[Data supplied — start]

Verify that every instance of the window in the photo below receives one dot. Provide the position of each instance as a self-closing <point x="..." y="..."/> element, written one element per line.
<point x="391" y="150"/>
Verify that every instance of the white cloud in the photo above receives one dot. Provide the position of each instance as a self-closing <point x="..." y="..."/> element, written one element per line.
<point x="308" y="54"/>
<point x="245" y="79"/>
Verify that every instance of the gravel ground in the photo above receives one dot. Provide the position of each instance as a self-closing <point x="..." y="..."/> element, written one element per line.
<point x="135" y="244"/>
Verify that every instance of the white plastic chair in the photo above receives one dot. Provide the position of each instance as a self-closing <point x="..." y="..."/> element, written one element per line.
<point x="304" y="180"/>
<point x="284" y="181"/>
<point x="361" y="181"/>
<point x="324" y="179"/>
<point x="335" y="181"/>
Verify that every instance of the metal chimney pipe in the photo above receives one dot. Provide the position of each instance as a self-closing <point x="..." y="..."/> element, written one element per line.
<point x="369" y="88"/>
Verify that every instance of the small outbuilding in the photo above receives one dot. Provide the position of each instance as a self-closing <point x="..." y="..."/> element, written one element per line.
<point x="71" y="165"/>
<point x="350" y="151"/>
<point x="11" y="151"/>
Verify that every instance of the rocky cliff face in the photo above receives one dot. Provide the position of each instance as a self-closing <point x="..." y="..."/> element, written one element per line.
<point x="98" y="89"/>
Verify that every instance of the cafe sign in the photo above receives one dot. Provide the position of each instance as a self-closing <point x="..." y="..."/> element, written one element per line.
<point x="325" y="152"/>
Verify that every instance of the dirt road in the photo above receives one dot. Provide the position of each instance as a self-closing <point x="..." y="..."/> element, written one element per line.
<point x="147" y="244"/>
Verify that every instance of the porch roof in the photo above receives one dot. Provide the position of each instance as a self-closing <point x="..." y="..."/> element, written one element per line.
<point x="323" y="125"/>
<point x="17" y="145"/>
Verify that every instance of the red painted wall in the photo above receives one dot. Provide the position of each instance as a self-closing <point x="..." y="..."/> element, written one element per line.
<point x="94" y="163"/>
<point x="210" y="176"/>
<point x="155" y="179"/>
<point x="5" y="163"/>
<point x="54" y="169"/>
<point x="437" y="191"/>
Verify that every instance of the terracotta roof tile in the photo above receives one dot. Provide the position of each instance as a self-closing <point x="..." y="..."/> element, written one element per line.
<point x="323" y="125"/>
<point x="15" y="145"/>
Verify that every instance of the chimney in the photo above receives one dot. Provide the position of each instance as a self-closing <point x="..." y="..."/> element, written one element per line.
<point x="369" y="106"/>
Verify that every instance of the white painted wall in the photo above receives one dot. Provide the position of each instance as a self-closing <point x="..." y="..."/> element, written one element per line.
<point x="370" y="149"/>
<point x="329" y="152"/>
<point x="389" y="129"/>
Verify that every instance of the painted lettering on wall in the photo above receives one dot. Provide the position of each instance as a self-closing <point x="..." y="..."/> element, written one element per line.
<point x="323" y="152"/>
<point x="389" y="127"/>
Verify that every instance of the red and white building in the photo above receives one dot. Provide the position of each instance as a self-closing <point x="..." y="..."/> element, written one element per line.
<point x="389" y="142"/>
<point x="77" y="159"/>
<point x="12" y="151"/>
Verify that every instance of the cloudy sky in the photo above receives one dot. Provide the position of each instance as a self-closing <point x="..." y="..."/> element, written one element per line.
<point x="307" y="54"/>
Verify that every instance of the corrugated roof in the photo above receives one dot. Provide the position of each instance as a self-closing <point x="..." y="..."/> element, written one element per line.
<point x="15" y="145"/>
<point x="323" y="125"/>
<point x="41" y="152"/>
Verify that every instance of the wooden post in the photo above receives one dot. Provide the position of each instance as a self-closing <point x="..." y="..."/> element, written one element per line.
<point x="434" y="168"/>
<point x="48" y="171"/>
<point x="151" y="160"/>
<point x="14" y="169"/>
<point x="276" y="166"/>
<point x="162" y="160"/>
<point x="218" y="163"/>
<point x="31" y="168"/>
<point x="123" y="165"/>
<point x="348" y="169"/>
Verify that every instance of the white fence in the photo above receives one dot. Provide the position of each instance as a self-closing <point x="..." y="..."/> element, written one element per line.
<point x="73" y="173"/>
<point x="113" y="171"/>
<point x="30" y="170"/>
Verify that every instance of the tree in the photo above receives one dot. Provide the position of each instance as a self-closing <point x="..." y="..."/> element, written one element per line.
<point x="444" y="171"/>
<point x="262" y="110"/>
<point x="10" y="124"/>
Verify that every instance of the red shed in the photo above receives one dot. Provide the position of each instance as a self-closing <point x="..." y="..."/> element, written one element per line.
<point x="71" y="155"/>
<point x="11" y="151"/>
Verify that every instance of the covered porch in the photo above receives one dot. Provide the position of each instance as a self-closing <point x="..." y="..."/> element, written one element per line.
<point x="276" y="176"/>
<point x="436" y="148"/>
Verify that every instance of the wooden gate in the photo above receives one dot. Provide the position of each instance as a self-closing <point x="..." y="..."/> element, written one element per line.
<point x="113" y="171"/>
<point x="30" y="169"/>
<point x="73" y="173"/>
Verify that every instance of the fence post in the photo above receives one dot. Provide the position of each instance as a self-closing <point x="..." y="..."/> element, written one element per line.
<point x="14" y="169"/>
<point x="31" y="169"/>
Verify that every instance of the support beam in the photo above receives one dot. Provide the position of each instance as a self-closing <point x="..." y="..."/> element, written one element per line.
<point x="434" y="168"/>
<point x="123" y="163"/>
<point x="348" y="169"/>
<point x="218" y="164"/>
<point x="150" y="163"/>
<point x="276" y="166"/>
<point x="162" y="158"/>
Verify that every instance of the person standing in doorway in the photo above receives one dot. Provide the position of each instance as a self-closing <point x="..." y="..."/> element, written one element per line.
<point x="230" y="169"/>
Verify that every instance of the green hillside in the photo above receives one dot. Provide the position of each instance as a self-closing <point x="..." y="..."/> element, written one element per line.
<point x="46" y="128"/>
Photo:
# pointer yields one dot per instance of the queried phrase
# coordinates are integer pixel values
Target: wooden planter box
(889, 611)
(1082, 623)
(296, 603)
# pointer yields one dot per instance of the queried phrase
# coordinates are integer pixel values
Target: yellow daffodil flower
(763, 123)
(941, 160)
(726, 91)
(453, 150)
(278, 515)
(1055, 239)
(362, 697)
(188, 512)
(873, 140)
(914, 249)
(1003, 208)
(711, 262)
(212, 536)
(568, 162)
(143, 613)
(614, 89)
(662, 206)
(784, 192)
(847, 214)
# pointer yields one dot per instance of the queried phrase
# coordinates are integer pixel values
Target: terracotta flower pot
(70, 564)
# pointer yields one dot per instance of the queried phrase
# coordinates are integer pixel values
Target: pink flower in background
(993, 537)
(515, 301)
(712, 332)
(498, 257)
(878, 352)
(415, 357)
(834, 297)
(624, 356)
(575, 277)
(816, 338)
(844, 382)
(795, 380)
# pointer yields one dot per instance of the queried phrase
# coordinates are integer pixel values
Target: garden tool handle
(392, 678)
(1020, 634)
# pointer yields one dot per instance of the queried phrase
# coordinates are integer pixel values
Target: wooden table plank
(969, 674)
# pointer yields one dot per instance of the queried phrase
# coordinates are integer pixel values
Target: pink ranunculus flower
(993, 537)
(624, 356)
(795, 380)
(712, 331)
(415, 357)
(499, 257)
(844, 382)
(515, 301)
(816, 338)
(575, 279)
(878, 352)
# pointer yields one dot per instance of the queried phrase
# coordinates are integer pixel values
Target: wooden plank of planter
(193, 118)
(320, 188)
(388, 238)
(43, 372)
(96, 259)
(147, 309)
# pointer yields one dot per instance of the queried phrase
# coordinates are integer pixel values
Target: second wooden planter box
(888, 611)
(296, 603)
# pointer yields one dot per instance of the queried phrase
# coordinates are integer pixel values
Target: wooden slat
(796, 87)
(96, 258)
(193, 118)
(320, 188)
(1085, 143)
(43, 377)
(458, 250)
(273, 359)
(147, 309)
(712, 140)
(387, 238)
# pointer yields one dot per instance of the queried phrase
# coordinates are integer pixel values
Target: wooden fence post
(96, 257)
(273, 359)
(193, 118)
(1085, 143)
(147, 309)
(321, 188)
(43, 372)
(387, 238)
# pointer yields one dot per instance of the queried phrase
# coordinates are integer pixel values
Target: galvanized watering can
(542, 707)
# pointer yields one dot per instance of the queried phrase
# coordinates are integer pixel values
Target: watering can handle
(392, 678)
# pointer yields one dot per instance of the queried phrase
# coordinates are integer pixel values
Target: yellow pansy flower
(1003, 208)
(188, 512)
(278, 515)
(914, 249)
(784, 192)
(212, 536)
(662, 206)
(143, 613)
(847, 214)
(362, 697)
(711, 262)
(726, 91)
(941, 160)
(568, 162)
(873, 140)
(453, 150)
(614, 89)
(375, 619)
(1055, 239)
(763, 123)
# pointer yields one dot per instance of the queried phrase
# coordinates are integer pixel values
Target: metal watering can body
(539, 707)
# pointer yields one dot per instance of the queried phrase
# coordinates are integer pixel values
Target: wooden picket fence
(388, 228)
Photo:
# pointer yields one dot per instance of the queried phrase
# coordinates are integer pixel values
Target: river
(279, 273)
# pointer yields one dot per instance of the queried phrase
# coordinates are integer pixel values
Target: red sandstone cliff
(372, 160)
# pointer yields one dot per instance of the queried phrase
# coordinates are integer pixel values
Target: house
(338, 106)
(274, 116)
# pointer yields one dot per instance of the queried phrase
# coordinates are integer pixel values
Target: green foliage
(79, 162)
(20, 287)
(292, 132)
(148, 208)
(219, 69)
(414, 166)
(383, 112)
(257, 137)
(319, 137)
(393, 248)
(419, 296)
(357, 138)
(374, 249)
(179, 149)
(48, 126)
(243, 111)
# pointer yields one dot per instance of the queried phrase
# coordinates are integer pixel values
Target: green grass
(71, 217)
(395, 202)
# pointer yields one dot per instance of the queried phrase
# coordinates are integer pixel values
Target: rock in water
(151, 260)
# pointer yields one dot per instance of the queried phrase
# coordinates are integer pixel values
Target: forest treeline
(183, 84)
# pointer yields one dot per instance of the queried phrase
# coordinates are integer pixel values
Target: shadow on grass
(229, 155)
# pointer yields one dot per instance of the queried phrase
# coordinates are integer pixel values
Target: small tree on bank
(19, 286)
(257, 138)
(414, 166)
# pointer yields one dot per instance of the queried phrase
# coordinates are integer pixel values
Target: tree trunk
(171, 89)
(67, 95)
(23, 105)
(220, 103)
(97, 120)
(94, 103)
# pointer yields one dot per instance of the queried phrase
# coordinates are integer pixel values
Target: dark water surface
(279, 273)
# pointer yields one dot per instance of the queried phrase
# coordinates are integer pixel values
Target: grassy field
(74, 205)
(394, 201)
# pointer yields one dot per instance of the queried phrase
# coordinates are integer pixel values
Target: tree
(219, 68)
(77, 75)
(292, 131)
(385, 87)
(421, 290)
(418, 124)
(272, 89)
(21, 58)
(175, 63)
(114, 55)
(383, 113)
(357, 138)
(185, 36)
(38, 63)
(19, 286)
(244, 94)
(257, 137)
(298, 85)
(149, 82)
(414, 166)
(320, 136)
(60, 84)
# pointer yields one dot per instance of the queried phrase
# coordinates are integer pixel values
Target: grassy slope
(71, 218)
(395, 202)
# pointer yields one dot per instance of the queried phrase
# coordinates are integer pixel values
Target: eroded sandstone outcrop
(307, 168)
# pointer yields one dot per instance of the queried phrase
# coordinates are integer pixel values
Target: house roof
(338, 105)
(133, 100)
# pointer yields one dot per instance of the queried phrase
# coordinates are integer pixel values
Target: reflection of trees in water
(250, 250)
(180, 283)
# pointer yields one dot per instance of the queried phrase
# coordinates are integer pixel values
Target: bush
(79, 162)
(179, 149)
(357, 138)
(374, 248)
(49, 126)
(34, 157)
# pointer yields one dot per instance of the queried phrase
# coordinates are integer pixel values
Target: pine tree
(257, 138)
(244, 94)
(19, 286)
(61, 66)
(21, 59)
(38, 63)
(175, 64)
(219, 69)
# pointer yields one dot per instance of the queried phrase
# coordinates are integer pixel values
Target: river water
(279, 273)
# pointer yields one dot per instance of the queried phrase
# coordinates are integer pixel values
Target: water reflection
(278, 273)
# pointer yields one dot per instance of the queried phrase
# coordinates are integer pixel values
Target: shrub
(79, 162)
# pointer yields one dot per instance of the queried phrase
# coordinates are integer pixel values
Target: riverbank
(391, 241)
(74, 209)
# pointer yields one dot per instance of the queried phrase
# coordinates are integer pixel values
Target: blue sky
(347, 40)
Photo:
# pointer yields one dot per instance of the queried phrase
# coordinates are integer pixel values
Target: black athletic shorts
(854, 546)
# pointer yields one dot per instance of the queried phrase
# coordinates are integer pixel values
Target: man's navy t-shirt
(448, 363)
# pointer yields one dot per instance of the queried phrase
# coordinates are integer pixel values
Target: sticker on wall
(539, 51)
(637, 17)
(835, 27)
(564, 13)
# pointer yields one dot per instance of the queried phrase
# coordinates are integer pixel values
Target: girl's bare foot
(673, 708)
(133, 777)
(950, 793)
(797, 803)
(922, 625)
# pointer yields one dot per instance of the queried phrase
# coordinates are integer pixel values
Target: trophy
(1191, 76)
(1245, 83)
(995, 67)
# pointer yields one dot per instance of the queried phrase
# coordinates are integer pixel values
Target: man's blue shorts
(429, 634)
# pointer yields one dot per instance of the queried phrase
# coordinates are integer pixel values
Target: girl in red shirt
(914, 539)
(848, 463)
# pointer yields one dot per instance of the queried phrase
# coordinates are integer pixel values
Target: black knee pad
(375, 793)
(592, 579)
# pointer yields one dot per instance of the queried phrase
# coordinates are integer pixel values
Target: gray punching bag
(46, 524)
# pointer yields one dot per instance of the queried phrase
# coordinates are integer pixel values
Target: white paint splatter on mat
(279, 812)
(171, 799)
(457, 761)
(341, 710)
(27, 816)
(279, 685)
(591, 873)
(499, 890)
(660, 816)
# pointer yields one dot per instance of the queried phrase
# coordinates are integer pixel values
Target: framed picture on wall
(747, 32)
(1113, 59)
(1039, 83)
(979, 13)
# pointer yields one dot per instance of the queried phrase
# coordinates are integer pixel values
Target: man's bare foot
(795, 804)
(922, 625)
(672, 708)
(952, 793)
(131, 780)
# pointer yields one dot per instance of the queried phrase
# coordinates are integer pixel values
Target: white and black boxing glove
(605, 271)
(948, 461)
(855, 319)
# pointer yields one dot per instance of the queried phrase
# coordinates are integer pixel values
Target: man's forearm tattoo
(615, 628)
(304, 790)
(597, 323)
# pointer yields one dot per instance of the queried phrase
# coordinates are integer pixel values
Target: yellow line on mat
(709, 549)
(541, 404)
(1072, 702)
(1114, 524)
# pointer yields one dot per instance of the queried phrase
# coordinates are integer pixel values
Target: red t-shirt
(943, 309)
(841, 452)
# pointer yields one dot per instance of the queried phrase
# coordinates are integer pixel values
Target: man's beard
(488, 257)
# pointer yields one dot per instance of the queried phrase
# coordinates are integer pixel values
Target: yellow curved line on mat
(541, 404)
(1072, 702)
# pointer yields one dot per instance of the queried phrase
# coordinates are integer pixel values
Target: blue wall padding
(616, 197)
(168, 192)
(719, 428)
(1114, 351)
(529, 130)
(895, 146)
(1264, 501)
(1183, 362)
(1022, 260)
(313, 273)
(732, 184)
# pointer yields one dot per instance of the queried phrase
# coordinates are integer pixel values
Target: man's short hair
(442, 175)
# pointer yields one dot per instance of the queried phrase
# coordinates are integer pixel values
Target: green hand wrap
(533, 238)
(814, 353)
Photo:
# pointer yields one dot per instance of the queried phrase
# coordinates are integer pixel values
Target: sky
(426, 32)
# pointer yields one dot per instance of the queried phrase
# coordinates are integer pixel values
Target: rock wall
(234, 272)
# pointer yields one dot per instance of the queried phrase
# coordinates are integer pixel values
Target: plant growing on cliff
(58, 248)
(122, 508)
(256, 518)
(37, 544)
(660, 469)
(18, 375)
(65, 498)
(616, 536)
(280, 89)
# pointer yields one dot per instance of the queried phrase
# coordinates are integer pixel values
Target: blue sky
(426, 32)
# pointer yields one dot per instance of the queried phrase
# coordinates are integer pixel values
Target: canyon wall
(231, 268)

[Data supplied — finish]

Extract, exactly, the lines above that begin at the line containing "Target: plant growing on cliff" and end at the final line of the records; add no other text.

Answer area.
Target: plant growing on cliff
(58, 248)
(122, 508)
(256, 518)
(37, 544)
(660, 469)
(18, 375)
(65, 498)
(616, 536)
(280, 89)
# pointer yields one dot per instance of the queried phrase
# coordinates are integer pixel values
Target: blue sky
(426, 32)
# pointer yields one dot per instance of the queried phrase
# coordinates are integer pixel values
Target: canyon wall
(231, 268)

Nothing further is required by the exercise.